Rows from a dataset
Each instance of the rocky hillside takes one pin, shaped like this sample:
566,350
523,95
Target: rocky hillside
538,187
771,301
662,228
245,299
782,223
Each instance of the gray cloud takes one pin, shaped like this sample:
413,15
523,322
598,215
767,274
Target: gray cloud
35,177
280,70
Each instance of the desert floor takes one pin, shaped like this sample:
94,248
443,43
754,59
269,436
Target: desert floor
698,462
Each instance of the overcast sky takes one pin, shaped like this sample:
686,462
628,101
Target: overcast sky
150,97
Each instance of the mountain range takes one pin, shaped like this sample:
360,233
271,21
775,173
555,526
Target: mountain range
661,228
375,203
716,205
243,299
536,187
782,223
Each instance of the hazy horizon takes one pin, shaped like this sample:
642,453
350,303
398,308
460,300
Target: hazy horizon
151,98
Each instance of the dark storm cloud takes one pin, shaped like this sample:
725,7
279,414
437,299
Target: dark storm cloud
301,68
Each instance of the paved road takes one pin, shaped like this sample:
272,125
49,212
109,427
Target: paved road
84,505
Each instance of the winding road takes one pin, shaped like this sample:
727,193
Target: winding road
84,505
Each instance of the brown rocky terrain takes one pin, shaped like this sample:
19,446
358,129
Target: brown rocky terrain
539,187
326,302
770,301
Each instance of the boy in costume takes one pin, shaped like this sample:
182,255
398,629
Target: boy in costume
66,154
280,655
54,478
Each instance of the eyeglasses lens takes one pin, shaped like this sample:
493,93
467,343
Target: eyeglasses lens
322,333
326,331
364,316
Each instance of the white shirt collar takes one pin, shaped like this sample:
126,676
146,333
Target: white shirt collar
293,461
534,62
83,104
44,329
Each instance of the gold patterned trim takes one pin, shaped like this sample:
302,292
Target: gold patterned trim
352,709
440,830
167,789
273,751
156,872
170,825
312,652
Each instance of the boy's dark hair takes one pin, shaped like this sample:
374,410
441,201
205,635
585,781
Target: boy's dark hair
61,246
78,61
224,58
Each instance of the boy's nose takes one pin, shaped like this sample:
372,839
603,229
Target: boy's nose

— Written request —
Rewrite the listing above, substituting "marker" for every "pin" and leaving everything else unchanged.

— The reply —
Each instance of the rocky hillside takes one marker, shaped like this sample:
566,350
523,95
Target: rocky hillside
538,187
771,301
662,228
245,299
782,223
Each instance of the gray cloud takes one marker, shaped like this sample:
413,15
523,322
598,215
767,274
Target: gray cloud
35,177
280,70
Each instance of the desert floor takes one marker, shaped like this sample:
94,248
443,43
754,59
269,436
Target: desert floor
698,462
Each instance of the overcast sky takes one marker, shaped like this sample:
686,462
628,101
Target: overcast sky
150,97
Each instance of the mountain range takes one marker, shaped like this sample:
360,233
271,21
775,173
555,526
Target: mountain range
661,228
375,203
716,205
243,299
536,187
782,223
Each instance of the hazy horizon takes one marker, shaped like this sample:
642,453
350,303
398,308
460,300
Target: hazy horizon
151,98
Each instance of the dark storm cloud takes one marker, shaped like this sample:
725,7
279,414
437,299
Target: dark storm cloud
301,68
Each instance of the paved road takes one marker, shaped like this sample:
272,125
49,212
109,427
Target: paved road
84,505
Each instance of the winding road takes one marker, shaped like this sample:
727,193
Target: winding road
84,505
Each instance of the brown rocky terrain takes one marker, shaped like this sample:
19,446
358,129
Target: brown rocky terrain
539,187
326,302
770,301
Each instance of the boy in costume takes one marker, shaped like this sample:
182,255
398,629
Target: boy in costume
66,154
280,655
54,478
Each instance of the eyeglasses lens takes one marker, shaped like this sample:
493,93
467,343
Target: eyeglasses lens
322,333
326,331
364,316
Each instance of the white shirt collar takes one marker, shaped like this sample:
126,676
146,333
Target: white shirt collar
293,461
534,62
83,104
44,329
Each instance of the gold patterned trim takes one marker, shaped like this sample:
302,292
Target: gold patterned trim
352,709
440,830
167,789
273,751
156,872
170,825
312,652
Each instance of the boy's dark hair takes one marker, shaped like this sample:
374,410
441,201
205,635
585,781
Target: boy's dark hair
61,246
78,61
224,58
Each instance of the boy's nose takes one marker, shaped like this sample:
372,839
603,229
Target: boy's nose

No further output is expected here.